● **Textauszug**
* * *
Earth - Hex; or printing in the infernal method

Southern Lord / Southern / Soulfood
VÖ: 21.10.2005
Unsere Bewertung: 8/10
8/10
Eure Ø-Bewertung: 7/10
7/10

Spiel mir das Lied vom Tod

So etwas hatte sich anno 1992 Kurt Cobains wahrscheinlich dickster Kumpel nicht träumen lassen: Auf seine Rekonsolidierung der Theorien von Urminimalist LaMonte Young mit Hilfe der elektrischen Gitarre - genannt "Earth 2: Special low frenquency version" - folgte nach und nach Unglaubliches. Sicher, Dylan Carlson war nicht der erste und auch nicht der zweite, der die Vision einer monotonen Klangflut verfolgte oder die Restschwingung über die Note erhob: Schon Musique-concrète-Vater Pierre Schaeffer war Anfang der Fünfziger fasziniert von der Idee eines "endlosen tonalen Fragments, das weder Anfang noch Ende besitzt"; und auch Alvin Lucier hatte das Eigenleben der Resonanz bereits ausgiebigst ergründet. Doch Carlson war es, der mit Earth zum ersten Mal dies alles konsequent in einen Rock- oder Metalkontext verfrachtete.

Zwischen damals und heute ist viel passiert. Anno 2005 dürfen Earth mit Fug und Recht von sich behaupten, eine der wegweisendsten und einflußsreichsten Bands der letzten Dekade zu sein. Und das Jahr 2005 ist es auch, da Dylan Carlson die schier endlose Periode der Stille bricht: "Hex; or printing in the infernal method" ist das erste vollwertige Earth-Album seit neun Jahren. Ein triftiger Grund mehr, eine neue oder zumindest eine stark modifizierte Vision zu erwarten. Und tatsächlich: Carlson ruht sich nicht auf dem neu gewonnenen Ruhm alter Tage aus. Schon Titel und das sepiagetränkte Cover der Neuen lassen erahnen, wohin sich seine einzigartige musikalische Vision diesmal bewegt.
* * *
● **Ausgewählte Daten**
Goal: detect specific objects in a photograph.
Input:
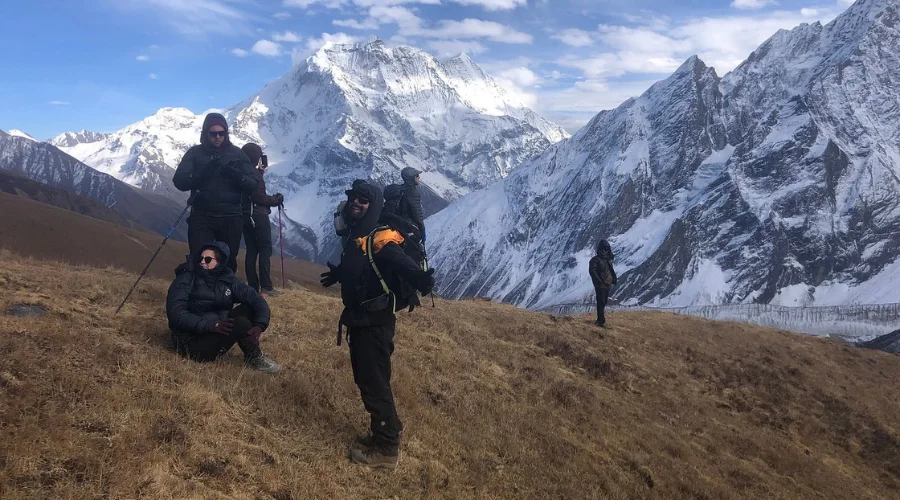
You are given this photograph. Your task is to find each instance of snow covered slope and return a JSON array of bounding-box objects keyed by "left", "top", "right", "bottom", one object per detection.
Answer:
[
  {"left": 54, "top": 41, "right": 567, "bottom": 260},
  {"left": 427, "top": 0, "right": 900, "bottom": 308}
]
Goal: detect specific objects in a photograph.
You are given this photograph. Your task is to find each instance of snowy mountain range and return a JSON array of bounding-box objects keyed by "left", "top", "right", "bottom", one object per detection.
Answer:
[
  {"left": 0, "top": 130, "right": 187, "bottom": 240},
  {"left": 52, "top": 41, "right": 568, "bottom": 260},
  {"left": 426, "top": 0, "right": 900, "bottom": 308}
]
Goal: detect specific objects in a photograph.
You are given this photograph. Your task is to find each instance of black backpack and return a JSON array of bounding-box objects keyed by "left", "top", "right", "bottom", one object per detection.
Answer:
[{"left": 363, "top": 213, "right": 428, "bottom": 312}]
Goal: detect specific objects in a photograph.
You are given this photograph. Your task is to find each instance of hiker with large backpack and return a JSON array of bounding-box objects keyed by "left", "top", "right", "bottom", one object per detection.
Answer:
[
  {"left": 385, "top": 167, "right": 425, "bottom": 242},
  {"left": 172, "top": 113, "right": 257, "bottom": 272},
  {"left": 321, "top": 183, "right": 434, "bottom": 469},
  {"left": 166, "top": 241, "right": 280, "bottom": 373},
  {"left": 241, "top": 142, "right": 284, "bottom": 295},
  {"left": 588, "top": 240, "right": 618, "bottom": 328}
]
* * *
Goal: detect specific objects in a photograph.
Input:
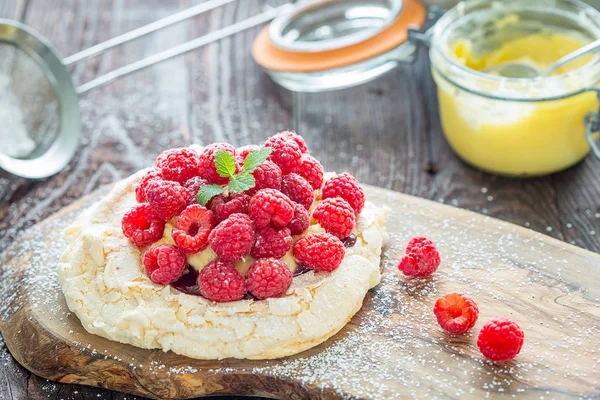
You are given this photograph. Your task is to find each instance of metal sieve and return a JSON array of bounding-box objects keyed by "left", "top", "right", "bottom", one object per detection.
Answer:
* * *
● **Erwartete Leistung**
Geben Sie die oben abgedruckte Rezension zum Earth-Album „Hex“ vollständig und wortgetreu wieder.

● **Bearbeitete Aufgabe**
Earth - Hex; or printing in the infernal method

Southern Lord / Southern / Soulfood
VÖ: 21.10.2005
Unsere Bewertung: 8/10
8/10
Eure Ø-Bewertung: 7/10
7/10

Spiel mir das Lied vom Tod

So etwas hatte sich anno 1992 Kurt Cobains wahrscheinlich dickster Kumpel nicht träumen lassen: Auf seine Rekonsolidierung der Theorien von Urminimalist LaMonte Young mit Hilfe der elektrischen Gitarre - genannt "Earth 2: Special low frenquency version" - folgte nach und nach Unglaubliches. Sicher, Dylan Carlson war nicht der erste und auch nicht der zweite, der die Vision einer monotonen Klangflut verfolgte oder die Restschwingung über die Note erhob: Schon Musique-concrète-Vater Pierre Schaeffer war Anfang der Fünfziger fasziniert von der Idee eines "endlosen tonalen Fragments, das weder Anfang noch Ende besitzt"; und auch Alvin Lucier hatte das Eigenleben der Resonanz bereits ausgiebigst ergründet. Doch Carlson war es, der mit Earth zum ersten Mal dies alles konsequent in einen Rock- oder Metalkontext verfrachtete.

Zwischen damals und heute ist viel passiert. Anno 2005 dürfen Earth mit Fug und Recht von sich behaupten, eine der wegweisendsten und einflußsreichsten Bands der letzten Dekade zu sein. Und das Jahr 2005 ist es auch, da Dylan Carlson die schier endlose Periode der Stille bricht: "Hex; or printing in the infernal method" ist das erste vollwertige Earth-Album seit neun Jahren. Ein triftiger Grund mehr, eine neue oder zumindest eine stark modifizierte Vision zu erwarten. Und tatsächlich: Carlson ruht sich nicht auf dem neu gewonnenen Ruhm alter Tage aus. Schon Titel und das sepiagetränkte Cover der Neuen lassen erahnen, wohin sich seine einzigartige musikalische Vision diesmal bewegt.